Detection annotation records
--
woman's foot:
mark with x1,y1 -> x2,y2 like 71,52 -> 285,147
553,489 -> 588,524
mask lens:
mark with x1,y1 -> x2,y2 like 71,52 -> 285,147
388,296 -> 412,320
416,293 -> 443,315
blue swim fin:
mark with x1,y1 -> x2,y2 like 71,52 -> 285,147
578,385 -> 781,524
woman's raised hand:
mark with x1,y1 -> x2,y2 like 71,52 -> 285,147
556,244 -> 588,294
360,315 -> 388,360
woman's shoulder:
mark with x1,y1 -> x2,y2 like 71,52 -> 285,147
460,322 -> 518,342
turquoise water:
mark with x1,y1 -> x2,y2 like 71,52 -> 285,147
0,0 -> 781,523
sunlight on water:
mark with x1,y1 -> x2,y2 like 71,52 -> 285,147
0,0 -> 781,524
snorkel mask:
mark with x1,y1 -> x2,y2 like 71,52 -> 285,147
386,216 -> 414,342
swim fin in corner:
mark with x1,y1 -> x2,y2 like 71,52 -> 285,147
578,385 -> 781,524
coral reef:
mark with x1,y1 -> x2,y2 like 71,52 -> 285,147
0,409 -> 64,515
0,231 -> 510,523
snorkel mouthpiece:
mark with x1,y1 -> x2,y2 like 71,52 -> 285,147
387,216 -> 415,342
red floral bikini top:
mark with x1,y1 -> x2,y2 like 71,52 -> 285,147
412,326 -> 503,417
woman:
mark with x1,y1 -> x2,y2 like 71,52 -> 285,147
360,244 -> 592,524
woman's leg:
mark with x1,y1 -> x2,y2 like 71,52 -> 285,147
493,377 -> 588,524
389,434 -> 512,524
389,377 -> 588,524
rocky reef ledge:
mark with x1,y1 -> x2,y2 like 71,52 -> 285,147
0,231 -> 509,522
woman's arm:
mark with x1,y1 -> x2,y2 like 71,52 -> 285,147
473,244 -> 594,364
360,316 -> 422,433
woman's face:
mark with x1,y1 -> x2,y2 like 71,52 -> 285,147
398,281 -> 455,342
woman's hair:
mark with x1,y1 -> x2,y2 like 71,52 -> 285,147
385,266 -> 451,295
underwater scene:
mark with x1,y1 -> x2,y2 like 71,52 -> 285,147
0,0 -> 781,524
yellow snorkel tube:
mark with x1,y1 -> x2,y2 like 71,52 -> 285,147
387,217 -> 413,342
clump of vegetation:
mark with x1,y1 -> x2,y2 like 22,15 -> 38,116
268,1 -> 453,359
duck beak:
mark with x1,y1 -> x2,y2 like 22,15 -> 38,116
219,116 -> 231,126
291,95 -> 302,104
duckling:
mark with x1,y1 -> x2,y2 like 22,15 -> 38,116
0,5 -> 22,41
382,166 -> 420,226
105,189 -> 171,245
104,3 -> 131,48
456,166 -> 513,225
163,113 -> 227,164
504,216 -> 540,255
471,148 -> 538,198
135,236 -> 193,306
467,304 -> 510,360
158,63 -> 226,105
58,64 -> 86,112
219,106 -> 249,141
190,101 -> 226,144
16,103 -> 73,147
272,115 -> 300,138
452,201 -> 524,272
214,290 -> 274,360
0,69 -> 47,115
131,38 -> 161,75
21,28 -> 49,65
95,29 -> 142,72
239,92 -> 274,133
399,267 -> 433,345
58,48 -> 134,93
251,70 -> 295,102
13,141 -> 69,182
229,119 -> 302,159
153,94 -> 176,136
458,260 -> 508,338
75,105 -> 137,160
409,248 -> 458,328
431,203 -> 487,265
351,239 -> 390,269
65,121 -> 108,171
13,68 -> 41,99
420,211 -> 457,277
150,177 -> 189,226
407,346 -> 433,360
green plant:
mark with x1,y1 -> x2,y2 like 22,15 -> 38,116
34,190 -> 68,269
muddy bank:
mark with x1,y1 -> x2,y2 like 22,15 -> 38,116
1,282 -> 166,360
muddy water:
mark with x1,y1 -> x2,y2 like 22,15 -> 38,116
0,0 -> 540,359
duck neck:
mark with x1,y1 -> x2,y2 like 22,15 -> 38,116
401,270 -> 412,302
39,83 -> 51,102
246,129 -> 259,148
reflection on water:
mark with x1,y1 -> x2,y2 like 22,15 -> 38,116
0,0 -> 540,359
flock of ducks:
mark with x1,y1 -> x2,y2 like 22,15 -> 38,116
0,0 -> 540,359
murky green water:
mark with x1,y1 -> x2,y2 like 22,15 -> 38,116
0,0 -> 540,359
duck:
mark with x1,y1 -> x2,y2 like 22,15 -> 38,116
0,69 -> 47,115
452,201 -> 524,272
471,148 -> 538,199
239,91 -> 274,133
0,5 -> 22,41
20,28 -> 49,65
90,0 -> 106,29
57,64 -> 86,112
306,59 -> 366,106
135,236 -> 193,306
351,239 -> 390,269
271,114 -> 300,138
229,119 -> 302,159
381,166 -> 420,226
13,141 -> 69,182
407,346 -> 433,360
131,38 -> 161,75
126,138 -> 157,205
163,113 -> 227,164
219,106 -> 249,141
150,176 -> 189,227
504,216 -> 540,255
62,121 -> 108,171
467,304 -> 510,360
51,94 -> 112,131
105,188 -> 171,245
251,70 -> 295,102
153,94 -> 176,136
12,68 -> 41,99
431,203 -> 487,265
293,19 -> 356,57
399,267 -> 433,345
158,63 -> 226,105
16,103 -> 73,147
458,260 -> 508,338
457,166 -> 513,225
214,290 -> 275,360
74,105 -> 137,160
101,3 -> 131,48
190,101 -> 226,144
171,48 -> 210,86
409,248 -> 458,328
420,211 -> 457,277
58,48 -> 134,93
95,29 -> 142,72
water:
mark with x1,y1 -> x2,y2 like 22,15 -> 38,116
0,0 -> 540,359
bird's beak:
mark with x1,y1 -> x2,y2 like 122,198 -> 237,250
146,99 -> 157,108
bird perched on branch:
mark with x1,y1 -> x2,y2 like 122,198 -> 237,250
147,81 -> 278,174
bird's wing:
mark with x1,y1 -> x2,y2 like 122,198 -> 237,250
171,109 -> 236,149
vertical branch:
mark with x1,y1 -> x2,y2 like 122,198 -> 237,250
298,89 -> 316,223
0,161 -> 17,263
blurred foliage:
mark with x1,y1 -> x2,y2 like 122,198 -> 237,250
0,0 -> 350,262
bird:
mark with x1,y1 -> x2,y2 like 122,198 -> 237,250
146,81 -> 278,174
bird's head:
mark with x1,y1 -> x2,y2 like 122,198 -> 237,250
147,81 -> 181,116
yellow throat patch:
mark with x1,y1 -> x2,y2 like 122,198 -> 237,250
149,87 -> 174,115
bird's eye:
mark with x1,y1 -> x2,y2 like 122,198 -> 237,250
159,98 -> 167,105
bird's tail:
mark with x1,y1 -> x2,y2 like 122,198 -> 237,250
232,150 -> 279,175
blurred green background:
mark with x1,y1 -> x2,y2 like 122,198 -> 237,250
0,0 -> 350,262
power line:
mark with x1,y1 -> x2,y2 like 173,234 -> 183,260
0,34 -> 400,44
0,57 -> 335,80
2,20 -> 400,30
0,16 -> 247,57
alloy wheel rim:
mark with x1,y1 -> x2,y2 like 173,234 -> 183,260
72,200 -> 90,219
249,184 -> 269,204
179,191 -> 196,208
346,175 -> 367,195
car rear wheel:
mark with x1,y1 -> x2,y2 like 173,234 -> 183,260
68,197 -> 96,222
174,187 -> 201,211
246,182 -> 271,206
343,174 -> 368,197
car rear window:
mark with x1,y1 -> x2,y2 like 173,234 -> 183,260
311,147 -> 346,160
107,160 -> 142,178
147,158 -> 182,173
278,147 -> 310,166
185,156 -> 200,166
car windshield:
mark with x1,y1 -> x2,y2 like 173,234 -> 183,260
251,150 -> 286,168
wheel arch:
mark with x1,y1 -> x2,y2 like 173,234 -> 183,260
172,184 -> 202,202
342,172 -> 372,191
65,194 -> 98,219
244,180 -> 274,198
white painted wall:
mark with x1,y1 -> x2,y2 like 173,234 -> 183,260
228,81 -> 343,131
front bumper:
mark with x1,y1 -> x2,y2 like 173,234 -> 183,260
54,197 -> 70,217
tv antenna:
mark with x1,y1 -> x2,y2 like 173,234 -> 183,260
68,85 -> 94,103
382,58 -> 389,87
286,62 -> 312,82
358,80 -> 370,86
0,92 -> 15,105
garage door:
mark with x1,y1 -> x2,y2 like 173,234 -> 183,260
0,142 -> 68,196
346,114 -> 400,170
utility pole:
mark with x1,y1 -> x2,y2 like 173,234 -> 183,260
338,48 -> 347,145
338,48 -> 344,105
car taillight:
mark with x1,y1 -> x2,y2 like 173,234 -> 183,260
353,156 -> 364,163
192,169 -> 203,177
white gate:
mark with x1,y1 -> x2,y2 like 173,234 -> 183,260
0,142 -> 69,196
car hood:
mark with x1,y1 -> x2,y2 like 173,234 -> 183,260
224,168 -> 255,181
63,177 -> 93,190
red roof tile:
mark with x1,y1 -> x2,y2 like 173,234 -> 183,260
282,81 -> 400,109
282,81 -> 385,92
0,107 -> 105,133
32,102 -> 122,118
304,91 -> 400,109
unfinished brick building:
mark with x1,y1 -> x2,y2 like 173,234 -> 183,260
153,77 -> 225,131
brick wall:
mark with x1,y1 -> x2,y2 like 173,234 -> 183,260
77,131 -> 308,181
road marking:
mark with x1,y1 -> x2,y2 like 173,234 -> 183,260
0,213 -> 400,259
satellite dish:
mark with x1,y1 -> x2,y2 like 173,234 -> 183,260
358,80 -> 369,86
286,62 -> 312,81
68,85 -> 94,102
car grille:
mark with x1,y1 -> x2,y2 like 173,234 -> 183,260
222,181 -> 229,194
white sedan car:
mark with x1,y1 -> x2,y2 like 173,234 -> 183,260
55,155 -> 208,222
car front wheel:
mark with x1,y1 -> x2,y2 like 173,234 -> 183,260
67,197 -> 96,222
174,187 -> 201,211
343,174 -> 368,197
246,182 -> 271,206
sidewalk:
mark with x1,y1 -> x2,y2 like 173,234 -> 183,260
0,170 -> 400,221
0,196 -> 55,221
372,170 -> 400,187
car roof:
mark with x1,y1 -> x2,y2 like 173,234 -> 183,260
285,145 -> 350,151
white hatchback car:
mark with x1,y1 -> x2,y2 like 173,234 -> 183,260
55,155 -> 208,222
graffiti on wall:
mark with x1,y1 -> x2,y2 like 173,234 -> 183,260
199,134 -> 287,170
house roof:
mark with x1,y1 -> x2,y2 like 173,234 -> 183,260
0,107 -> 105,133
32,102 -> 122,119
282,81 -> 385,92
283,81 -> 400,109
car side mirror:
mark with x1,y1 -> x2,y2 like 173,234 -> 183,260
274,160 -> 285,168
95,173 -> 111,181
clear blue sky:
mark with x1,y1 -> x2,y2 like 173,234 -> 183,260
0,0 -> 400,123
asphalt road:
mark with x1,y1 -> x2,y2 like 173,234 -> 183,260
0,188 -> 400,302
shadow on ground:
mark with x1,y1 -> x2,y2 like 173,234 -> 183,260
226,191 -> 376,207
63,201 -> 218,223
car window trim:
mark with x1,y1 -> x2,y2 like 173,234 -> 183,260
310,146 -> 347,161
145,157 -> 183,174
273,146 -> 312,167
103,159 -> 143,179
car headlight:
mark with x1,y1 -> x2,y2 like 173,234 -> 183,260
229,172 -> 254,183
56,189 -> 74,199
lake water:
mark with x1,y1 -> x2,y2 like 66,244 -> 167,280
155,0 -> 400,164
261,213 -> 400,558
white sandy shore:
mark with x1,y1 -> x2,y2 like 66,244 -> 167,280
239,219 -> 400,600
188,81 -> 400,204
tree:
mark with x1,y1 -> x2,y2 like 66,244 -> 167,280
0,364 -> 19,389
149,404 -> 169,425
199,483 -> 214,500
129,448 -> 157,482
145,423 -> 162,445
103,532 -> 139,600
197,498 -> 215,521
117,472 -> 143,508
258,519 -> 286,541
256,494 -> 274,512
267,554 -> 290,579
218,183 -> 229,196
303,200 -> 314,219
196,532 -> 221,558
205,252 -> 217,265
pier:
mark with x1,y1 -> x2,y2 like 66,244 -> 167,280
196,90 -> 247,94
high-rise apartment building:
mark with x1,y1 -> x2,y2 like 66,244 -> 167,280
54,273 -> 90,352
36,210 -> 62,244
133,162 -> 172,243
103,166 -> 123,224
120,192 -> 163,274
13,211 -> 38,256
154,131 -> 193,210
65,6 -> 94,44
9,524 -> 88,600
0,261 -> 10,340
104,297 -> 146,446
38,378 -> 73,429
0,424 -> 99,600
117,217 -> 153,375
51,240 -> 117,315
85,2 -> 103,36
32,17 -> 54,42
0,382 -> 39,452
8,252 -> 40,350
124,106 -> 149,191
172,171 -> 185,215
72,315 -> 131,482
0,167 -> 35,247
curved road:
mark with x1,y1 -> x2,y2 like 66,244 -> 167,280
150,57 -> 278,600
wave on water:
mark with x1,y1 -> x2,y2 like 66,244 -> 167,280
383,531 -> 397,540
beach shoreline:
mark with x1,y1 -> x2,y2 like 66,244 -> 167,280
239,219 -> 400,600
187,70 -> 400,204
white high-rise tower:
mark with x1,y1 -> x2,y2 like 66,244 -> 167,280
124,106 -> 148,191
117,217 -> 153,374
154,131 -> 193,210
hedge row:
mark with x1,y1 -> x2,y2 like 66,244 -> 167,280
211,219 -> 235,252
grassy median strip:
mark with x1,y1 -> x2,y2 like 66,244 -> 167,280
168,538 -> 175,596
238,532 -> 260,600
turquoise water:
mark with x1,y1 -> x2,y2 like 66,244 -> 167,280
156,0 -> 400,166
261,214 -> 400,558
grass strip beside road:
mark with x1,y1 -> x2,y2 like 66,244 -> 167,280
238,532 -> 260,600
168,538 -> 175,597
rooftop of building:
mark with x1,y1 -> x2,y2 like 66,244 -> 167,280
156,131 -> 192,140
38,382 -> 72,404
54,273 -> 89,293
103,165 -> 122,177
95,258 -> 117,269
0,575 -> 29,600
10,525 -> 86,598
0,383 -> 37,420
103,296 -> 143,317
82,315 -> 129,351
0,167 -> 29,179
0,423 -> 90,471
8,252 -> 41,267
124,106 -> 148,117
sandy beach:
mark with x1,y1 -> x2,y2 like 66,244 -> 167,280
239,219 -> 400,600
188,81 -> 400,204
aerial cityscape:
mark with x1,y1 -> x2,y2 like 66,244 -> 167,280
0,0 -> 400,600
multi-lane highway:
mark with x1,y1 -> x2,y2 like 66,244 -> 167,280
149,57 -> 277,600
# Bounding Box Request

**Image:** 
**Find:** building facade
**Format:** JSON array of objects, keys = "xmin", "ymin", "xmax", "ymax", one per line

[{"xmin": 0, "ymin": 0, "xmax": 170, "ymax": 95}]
--
» What the task asks:
Lay out as a numbered list the lines from the start of the records through the line containing "412,326 -> 503,417", both ends included and blank lines left out.

» Reply:
1. woman's foot:
2. mark with x1,y1 -> x2,y2 like 71,52 -> 285,147
3. 553,489 -> 588,524
4. mask lens:
5. mark with x1,y1 -> x2,y2 like 71,52 -> 285,147
6. 388,296 -> 412,320
7. 416,293 -> 443,315
8. blue swim fin:
9. mark with x1,y1 -> x2,y2 like 71,52 -> 285,147
10. 578,385 -> 781,524
11. woman's raised hand:
12. mark with x1,y1 -> x2,y2 like 71,52 -> 285,147
13. 556,244 -> 588,294
14. 360,315 -> 388,360
15. woman's shoulder:
16. mark with x1,y1 -> x2,y2 like 71,52 -> 285,147
17. 460,322 -> 518,342
18. turquoise water:
19. mark with x1,y1 -> x2,y2 like 71,52 -> 285,147
20. 0,0 -> 781,523
21. sunlight on water:
22. mark with x1,y1 -> x2,y2 like 71,52 -> 285,147
23. 0,0 -> 781,524
24. snorkel mask:
25. mark with x1,y1 -> x2,y2 like 71,52 -> 285,147
26. 386,216 -> 414,342
27. swim fin in corner:
28. mark with x1,y1 -> x2,y2 like 71,52 -> 285,147
29. 578,385 -> 781,524
30. coral reef:
31. mark with x1,y1 -> x2,y2 like 71,52 -> 285,147
32. 0,409 -> 64,515
33. 0,231 -> 510,523
34. snorkel mouthpiece:
35. mark with x1,y1 -> x2,y2 like 71,52 -> 285,147
36. 387,216 -> 415,342
37. red floral bikini top:
38. mark with x1,y1 -> x2,y2 like 71,52 -> 285,147
39. 412,326 -> 503,417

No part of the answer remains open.